The entries shown below should be output exactly as they appear.

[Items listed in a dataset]
____

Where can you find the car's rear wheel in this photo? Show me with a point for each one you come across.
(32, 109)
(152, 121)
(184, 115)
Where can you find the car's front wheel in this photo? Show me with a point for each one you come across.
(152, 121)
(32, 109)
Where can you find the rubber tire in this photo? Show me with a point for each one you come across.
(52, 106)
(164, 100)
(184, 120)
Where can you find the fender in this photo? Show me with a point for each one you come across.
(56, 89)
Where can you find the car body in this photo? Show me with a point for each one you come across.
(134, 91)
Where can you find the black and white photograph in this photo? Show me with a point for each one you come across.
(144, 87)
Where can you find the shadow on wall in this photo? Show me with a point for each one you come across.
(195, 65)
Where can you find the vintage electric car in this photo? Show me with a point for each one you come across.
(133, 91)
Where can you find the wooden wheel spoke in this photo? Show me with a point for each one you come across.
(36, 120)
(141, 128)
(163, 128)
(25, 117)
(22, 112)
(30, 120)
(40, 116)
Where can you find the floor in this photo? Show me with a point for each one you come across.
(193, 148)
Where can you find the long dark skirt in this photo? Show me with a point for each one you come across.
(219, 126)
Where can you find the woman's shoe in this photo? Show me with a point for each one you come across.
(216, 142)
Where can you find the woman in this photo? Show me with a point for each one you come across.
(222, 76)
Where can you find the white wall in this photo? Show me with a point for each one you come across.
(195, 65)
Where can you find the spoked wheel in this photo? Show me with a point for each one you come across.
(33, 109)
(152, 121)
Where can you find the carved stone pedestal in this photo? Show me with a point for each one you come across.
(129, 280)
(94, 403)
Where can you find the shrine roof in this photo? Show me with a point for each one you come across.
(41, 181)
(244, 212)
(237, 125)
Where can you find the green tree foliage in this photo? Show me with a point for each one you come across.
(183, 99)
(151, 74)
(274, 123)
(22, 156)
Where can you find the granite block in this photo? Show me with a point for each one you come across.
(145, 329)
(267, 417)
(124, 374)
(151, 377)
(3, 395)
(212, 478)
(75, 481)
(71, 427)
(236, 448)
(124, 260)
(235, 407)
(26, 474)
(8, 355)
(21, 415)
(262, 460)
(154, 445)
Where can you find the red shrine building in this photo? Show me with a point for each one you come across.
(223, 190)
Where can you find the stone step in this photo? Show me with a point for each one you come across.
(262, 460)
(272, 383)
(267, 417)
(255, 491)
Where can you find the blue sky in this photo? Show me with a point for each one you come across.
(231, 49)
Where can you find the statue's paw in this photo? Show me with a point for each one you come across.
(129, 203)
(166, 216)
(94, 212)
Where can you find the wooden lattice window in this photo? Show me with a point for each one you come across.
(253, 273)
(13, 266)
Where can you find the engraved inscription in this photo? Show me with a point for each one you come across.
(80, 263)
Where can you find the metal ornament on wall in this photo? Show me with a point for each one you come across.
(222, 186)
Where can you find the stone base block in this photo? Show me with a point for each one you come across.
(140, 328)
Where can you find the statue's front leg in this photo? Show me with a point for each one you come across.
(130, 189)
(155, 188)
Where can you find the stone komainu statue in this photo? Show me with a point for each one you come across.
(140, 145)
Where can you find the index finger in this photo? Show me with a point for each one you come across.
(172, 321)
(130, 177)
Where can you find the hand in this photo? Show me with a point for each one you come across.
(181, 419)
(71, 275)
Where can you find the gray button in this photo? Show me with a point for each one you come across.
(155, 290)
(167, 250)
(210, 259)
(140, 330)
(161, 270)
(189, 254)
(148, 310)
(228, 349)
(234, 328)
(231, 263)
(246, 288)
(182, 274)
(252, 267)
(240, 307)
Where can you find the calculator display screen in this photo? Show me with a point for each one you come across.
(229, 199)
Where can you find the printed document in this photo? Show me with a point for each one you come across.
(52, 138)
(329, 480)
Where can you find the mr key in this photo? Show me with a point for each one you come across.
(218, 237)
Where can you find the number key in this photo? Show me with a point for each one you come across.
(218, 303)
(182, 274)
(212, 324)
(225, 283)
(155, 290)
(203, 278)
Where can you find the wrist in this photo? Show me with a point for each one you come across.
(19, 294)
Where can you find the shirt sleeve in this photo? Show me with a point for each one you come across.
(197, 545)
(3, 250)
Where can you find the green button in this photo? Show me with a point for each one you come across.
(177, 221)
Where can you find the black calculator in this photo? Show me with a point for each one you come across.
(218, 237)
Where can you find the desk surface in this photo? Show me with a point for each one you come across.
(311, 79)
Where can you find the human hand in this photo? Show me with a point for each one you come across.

____

◆ **SOLUTION**
Where can you find the car's rear wheel in this photo? Show me with a point for each one you come across.
(32, 109)
(152, 121)
(184, 115)
Where can you find the car's front wheel in this photo? Show me with a point for each one you come across.
(152, 121)
(32, 109)
Where can you find the rubber tire in this photo? Show me with a point for each one you come across.
(52, 106)
(164, 100)
(184, 120)
Where can you find the fender in this photo? Show me with a point for each one you come across.
(56, 89)
Where can you find the car body in this photo? Show me with a point for each one you come across.
(134, 91)
Where can you find the black and white photograph in this photo? Show me with a point for each one you come across.
(144, 87)
Where can you find the shadow on wall in this photo? Show me with a point for each one you come across.
(195, 65)
Where can you find the vintage electric car in this photo? Show me with a point for each one you come across.
(133, 91)
Where can you find the wooden wheel spoke in this photo? Show me with a point for each one you come across.
(36, 120)
(141, 128)
(163, 128)
(25, 117)
(22, 112)
(30, 120)
(40, 116)
Where can you find the floor in this photo? Show me with a point for each one you come across.
(193, 148)
Where can you find the long dark skirt in this photo? Show me with a point for each one you come across.
(219, 126)
Where can you find the woman's shoe in this photo? Show me with a point for each one you come across.
(216, 142)
Where can you find the woman in this photo? Show me with a point for each one you come across.
(222, 76)
Where can you find the white wall in this photo? Show me with a point for each one you come across.
(195, 65)
Where can you find the spoked wheel in this photo? Show me with a point for each one you come across.
(33, 109)
(152, 121)
Where can you find the carved stone pedestal in this photo? Show me with a point for each one you come across.
(129, 280)
(94, 403)
Where can you find the shrine roof in this photo? Show me with a point for each one you come across.
(41, 181)
(244, 212)
(237, 125)
Where can you find the green tree foliage in this photo? Show me with a point for each one you come across.
(183, 99)
(151, 74)
(274, 123)
(22, 156)
Where can you find the granite block in this photo? Show me with a point for each one you come across.
(145, 329)
(267, 417)
(124, 374)
(151, 377)
(3, 395)
(212, 478)
(75, 481)
(71, 427)
(236, 448)
(124, 260)
(235, 407)
(26, 474)
(8, 355)
(21, 415)
(262, 460)
(154, 445)
Where can you find the red shrine building in this photo? Show me with a point for each one you come across.
(223, 190)
Where can you find the stone step in this photo? Show me with a point for each one you come across.
(262, 460)
(272, 383)
(267, 417)
(255, 491)
Where can you find the blue sky in this photo? Show me with a point for each one you come across.
(231, 49)
Where can you find the statue's paw in this photo? Show me with a point for each one you come across.
(129, 203)
(166, 216)
(94, 212)
Where can you find the wooden lattice window in this photo? Show me with a point for each one you come across.
(253, 273)
(13, 266)
Where can you find the engraved inscription in this photo? Show me with a point for each one you come across.
(80, 263)
Where can you find the metal ornament on wall in this photo? Show me with a point for each one you come across.
(222, 186)
Where can you find the stone base block in this photo? Show me with a point for each one you come across.
(140, 328)
Where can you find the statue's front leg in this photo? Show me with a point for each one you come across.
(130, 189)
(155, 188)
Where can you find the stone komainu statue in this photo? Show me with a point for each one you come across.
(140, 145)
Where can you find the index finger in this photo? Show me with a point for each one you come across.
(172, 321)
(130, 177)
Where can you find the hand in this photo? Show me with a point for each one you come across.
(181, 419)
(71, 275)
Where can you find the gray button in this photo? Show me with a point for each one you come across.
(155, 290)
(167, 250)
(210, 259)
(140, 330)
(161, 270)
(189, 254)
(148, 310)
(228, 349)
(234, 328)
(231, 263)
(246, 288)
(182, 274)
(252, 267)
(240, 307)
Where can you find the calculator display screen in this photo? Show me with a point for each one you come across.
(229, 199)
Where can you find the printed document in this photo? Show me with a point for each one you come across.
(52, 138)
(329, 480)
Where can you find the mr key in this photo? Show me with a point for each one you come across.
(218, 237)
Where can you find the number key in this photo? Show me with a point for each one you come across.
(218, 303)
(182, 274)
(212, 324)
(225, 283)
(155, 290)
(203, 278)
Where can you find the wrist in this photo? Show me with a point for each one you come across.
(19, 294)
Where can you find the shirt sleeve in this photo? Show me with a point for each one you come across.
(197, 545)
(3, 250)
Where can you find the green button in this photo? Show me with a point for each one you come across.
(177, 221)
Where can you find the black calculator in this photo? Show me with a point for each one you come across.
(218, 237)
Where can you find the desk surface in this photo? Show me with a point for each one you come across.
(311, 79)
Where can you find the human hand in this photo? Show me with a point for each one you come across.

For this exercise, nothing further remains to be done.